### EXERCISE OBJECTIVE
Locate the line that contains "Practice step: pick out every instance of the building" in the entries below. Retype it and all following lines through the final one, character for character.

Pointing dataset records
-.-.-
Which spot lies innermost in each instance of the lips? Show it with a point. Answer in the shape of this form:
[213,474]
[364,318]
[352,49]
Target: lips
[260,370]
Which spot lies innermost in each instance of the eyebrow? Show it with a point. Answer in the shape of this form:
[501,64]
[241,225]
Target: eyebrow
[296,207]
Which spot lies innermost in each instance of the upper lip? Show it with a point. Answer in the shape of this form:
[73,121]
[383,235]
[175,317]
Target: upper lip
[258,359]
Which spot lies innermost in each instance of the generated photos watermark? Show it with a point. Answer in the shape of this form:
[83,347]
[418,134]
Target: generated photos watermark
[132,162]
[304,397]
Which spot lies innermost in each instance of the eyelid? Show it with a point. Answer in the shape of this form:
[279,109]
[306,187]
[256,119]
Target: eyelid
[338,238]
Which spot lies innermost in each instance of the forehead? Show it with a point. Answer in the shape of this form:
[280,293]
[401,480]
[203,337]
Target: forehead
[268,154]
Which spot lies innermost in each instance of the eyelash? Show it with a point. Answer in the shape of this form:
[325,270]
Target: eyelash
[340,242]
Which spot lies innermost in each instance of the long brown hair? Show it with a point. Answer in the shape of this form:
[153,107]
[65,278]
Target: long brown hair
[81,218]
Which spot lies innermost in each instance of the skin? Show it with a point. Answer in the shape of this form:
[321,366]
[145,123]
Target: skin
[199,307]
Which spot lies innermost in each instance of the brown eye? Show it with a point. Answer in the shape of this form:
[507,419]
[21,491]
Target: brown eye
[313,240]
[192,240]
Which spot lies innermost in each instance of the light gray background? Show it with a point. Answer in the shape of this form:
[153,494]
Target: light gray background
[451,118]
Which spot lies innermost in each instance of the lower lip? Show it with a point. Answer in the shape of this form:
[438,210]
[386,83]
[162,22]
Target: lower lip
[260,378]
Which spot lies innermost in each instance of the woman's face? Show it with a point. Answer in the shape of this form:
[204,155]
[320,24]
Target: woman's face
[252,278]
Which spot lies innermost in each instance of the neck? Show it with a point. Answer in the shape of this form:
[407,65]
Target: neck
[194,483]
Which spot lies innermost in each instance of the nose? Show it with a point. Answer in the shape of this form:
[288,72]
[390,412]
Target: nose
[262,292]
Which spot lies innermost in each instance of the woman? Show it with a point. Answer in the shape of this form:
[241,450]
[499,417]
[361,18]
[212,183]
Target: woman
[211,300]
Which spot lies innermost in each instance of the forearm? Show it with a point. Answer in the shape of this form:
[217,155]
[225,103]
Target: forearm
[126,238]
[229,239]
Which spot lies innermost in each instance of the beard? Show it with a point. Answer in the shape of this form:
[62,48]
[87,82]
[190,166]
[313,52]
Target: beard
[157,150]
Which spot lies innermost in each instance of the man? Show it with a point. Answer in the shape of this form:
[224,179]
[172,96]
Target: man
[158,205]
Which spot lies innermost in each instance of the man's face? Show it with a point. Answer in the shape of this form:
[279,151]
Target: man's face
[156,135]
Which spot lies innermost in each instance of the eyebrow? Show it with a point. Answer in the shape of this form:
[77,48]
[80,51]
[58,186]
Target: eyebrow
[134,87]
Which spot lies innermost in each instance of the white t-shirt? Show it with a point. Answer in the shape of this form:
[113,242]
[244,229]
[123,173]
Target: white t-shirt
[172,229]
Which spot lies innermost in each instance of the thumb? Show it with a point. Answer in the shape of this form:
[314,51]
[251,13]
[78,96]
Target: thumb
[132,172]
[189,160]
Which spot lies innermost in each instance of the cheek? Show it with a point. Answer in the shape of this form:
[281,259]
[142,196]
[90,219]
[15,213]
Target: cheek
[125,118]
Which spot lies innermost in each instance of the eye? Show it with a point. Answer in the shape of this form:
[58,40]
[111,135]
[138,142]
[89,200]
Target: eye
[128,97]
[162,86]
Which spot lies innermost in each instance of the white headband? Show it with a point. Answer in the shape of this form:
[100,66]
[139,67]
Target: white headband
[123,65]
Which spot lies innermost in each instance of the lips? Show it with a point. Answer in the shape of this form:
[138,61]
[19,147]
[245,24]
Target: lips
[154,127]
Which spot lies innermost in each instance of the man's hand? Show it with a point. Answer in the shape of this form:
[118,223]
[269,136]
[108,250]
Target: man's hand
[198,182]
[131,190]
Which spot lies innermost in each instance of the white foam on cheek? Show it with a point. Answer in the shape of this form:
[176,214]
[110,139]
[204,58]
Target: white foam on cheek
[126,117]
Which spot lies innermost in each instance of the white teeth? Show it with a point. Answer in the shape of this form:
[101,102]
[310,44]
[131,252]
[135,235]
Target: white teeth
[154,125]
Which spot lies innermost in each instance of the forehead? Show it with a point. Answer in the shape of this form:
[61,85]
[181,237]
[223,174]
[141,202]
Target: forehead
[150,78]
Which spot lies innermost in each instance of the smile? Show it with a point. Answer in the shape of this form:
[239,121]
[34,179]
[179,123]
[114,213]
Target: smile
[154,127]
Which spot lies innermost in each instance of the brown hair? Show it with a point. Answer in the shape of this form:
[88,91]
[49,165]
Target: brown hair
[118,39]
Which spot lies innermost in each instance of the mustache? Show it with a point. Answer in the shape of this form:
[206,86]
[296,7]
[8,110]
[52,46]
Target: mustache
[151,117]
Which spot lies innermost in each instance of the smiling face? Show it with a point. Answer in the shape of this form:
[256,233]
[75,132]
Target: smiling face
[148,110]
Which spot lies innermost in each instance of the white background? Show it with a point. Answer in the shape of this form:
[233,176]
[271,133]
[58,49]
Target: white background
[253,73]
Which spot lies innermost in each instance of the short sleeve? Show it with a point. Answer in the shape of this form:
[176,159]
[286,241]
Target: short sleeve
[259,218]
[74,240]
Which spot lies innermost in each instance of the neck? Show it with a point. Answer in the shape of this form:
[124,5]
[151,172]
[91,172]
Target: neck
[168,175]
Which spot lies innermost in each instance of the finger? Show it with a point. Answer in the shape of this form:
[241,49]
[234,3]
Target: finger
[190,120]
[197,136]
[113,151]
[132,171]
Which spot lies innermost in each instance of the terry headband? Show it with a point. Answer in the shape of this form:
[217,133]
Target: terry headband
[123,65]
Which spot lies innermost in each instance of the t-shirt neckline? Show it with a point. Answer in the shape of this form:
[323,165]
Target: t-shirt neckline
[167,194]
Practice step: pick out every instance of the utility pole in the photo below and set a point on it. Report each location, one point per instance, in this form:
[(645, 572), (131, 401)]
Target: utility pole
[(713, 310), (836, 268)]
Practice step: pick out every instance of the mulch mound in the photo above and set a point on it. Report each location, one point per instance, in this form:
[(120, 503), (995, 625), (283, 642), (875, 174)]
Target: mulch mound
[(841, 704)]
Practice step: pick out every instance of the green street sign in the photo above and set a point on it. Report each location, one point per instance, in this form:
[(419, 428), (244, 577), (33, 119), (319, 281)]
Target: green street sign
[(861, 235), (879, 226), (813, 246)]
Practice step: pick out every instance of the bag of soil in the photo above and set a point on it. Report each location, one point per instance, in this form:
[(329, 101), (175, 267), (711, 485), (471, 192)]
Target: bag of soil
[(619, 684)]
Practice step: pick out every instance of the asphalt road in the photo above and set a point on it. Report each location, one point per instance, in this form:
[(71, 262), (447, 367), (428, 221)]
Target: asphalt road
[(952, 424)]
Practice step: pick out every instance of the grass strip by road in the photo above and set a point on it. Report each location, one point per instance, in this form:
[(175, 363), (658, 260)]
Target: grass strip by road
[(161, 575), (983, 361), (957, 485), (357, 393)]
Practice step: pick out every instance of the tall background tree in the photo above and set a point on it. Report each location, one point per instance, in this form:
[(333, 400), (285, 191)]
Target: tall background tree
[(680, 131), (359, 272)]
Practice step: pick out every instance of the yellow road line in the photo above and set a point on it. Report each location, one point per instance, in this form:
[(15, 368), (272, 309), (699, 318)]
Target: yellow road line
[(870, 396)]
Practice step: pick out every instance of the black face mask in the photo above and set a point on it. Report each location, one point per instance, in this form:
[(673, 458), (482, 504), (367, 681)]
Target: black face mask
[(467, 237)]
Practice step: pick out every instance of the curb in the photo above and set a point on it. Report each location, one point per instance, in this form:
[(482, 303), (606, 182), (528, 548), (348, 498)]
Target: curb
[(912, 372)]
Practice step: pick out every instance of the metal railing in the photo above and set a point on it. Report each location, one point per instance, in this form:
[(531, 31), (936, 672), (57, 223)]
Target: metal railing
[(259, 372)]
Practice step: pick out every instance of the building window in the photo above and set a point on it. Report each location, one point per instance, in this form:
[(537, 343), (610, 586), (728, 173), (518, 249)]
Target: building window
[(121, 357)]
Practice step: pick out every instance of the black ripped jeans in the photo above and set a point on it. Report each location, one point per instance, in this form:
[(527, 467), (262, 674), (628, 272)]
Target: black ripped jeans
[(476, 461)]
-.-.-
### SOLUTION TO THE PROBLEM
Practice step: pick out every instance of the building window in the photo above and set a point on it. Report each location, one point per instance, in this form:
[(537, 343), (610, 586), (728, 173), (518, 249)]
Target: building window
[(121, 357)]
Practice step: pick out every instance of the black ripped jeans in the photo above and set a point on it. Report each location, one point per instance, in this form:
[(527, 467), (262, 674), (628, 272)]
Target: black ripped jeans
[(476, 461)]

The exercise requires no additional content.